[DOCUMENT EXCERPT]
Bessel's correction is adopted to correct for bias in using the sample variance as an estimator of the true variance. The bias in the uncorrected statistic occurs because the sample mean is closer to the middle of the observations than the true mean, and so the squared deviations around the sample mean systematically underestimates the squared deviations around the true mean.

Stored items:

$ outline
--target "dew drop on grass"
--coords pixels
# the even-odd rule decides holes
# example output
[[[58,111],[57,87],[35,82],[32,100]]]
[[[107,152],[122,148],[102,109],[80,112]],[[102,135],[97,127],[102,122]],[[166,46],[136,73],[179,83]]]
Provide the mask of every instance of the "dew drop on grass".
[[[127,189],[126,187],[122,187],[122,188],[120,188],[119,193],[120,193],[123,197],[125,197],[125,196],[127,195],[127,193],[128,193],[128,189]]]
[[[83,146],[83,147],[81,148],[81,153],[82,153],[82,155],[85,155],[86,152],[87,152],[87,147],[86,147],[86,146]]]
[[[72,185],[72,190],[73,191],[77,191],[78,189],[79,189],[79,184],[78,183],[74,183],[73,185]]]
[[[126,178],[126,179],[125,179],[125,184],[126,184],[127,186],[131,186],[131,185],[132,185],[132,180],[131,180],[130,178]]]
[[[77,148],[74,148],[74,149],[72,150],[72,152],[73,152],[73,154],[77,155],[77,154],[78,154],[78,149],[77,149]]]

[GOAL]
Answer these questions from the passage on Bessel's correction:
(a) What bias is Bessel's correction adopted to correct for?
(b) What is the sample mean closer to than the true mean?
(c) What do the squared deviations around the sample mean systematically underestimate?
These rows have nothing to do with the passage on Bessel's correction.

[RESULT]
(a) Bias in using the sample variance as an estimator of the true variance.
(b) The middle of the observations.
(c) The squared deviations around the true mean.